### [WORK TO BE COMPLETED]
Output the records exactly. Include every line.

### [RECORDS SHOWN]
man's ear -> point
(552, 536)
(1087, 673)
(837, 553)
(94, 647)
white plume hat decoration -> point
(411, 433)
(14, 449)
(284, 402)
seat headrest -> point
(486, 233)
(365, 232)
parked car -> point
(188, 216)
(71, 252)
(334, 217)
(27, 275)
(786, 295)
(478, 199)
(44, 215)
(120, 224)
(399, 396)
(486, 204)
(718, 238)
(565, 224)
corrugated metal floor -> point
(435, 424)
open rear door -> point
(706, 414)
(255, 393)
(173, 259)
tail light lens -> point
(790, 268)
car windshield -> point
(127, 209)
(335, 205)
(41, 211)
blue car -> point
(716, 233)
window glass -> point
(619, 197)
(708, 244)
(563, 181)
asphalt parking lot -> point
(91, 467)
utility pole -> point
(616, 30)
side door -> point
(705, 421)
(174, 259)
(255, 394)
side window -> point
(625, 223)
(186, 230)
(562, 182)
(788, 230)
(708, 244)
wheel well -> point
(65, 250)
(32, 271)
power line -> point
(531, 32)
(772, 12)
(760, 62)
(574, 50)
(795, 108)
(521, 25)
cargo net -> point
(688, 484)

### [SOLUTION TO THIS PROBLEM]
man's ear -> point
(552, 536)
(1087, 673)
(837, 553)
(94, 647)
white plume hat decoration -> point
(411, 433)
(14, 449)
(284, 402)
seat headrest -> point
(486, 233)
(365, 232)
parked car -> point
(188, 216)
(71, 252)
(334, 217)
(27, 275)
(786, 295)
(478, 199)
(44, 215)
(120, 224)
(399, 396)
(486, 204)
(718, 238)
(565, 224)
corrugated metal floor -> point
(435, 424)
open rear door -> point
(706, 414)
(255, 393)
(173, 259)
tail light lens -> point
(790, 268)
car windshield -> point
(127, 209)
(335, 205)
(41, 211)
blue car -> point
(716, 233)
window glass -> point
(619, 197)
(708, 244)
(563, 181)
asphalt parking lot -> point
(91, 467)
utility pole -> point
(616, 30)
side door -> point
(705, 421)
(174, 259)
(255, 394)
side window -> point
(625, 223)
(186, 230)
(562, 182)
(788, 230)
(708, 244)
wheel well -> point
(65, 250)
(32, 271)
power line -> point
(531, 32)
(772, 12)
(760, 62)
(574, 50)
(795, 108)
(521, 25)
cargo net -> point
(688, 484)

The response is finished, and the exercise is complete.